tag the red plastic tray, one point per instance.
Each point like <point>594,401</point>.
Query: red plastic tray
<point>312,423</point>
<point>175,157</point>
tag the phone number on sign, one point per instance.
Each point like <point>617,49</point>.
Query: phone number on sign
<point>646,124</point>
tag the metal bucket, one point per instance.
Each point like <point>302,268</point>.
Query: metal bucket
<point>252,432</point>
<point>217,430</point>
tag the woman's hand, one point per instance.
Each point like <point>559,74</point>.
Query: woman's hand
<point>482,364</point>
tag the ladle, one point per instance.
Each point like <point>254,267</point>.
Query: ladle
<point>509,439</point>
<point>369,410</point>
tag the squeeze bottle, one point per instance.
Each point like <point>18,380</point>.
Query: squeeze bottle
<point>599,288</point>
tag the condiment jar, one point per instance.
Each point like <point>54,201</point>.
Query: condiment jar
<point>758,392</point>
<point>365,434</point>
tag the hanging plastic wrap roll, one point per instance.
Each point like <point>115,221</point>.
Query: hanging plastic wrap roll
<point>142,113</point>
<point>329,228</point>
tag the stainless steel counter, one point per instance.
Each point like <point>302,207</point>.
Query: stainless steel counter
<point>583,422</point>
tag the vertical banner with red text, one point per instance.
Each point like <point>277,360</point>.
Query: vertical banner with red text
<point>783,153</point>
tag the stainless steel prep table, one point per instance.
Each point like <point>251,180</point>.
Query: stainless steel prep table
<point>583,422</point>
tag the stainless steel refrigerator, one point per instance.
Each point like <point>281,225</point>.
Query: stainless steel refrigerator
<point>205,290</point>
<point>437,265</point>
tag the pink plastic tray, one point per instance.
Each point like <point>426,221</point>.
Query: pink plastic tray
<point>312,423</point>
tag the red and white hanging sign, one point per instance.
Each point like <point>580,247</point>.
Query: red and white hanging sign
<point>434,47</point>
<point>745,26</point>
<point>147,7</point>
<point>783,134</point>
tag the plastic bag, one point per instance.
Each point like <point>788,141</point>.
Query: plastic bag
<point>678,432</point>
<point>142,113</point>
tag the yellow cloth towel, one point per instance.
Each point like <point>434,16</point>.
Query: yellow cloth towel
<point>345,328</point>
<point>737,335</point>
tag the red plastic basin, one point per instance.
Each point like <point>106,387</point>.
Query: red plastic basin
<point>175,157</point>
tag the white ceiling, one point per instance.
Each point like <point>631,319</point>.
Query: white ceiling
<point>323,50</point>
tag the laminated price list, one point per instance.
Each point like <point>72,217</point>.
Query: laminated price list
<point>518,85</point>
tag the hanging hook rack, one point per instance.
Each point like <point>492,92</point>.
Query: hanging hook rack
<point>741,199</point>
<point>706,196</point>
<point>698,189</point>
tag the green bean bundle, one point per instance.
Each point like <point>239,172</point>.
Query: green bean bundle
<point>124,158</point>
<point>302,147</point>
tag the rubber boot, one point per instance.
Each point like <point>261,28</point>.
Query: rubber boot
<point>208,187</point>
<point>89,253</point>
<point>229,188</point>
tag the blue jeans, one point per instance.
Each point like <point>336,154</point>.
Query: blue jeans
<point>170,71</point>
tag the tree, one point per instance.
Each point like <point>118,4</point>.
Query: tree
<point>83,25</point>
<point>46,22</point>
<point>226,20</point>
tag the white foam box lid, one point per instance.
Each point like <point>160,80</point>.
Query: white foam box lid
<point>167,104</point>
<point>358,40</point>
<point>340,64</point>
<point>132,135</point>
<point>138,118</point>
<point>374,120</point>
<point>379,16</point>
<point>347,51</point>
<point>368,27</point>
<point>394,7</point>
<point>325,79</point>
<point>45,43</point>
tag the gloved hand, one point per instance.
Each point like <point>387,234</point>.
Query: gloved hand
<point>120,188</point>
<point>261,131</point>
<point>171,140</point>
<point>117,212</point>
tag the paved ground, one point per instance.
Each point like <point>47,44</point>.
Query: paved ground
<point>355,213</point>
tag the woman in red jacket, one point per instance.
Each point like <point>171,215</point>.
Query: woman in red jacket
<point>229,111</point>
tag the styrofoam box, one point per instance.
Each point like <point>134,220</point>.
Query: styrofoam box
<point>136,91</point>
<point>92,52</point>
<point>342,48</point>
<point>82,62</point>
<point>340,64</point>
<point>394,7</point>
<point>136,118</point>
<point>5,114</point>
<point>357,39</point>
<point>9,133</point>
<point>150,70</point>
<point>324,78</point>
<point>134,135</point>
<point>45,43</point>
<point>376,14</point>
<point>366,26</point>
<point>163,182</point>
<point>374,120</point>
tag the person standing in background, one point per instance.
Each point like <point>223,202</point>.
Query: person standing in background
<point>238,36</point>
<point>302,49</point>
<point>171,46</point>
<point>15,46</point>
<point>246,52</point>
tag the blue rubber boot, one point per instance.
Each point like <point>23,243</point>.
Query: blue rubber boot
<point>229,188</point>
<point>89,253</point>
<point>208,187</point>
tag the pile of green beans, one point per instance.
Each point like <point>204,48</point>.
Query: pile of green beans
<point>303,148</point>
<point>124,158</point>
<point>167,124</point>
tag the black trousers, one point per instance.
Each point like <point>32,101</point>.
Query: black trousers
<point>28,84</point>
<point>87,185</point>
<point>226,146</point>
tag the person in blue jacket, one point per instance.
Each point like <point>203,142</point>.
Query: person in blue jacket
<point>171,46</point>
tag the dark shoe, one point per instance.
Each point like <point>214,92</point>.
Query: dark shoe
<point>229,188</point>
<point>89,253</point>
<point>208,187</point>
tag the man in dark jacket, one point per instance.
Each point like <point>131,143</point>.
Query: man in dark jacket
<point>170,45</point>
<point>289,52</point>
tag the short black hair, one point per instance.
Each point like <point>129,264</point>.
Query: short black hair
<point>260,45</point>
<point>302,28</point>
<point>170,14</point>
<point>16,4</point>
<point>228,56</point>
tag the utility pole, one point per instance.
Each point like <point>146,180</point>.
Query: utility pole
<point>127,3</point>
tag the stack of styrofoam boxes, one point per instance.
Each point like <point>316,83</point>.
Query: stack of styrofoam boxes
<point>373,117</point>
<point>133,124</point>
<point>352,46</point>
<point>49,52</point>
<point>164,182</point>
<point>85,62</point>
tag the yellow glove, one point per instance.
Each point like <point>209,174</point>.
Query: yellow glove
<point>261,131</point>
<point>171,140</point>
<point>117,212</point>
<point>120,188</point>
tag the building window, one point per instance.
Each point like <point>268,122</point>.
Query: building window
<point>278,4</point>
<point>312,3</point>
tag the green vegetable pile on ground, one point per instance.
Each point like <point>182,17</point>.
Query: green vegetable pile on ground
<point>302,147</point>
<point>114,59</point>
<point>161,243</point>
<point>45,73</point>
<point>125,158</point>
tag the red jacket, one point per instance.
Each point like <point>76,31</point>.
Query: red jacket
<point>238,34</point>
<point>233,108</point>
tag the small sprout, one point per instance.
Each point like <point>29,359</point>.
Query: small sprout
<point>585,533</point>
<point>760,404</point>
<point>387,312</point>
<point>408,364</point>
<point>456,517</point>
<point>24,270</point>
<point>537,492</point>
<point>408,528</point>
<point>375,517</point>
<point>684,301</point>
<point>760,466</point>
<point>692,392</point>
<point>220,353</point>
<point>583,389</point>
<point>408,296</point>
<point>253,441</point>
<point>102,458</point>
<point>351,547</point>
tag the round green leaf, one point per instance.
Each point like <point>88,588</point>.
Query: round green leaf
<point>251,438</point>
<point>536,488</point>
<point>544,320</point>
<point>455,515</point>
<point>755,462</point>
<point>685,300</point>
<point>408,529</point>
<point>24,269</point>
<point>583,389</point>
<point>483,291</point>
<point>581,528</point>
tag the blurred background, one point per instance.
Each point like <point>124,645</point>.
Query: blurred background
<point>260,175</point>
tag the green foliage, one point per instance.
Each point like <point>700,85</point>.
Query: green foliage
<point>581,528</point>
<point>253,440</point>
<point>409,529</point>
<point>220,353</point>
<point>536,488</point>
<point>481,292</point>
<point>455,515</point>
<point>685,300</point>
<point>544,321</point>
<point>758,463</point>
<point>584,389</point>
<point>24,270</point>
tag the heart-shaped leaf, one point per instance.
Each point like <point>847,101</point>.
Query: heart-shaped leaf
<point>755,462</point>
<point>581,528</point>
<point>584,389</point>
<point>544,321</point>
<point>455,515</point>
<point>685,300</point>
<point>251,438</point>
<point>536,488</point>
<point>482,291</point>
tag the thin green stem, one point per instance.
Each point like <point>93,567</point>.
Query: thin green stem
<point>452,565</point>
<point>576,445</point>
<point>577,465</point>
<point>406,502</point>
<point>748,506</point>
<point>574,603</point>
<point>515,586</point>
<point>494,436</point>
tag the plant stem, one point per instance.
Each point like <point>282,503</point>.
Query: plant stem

→ **WHAT YOU HAVE TO DO**
Which lines of the entries above contain the word "plant"? Copy each of them.

→ **COMPLETED EXERCISE**
tag the plant stem, one point per instance.
Query: plant stem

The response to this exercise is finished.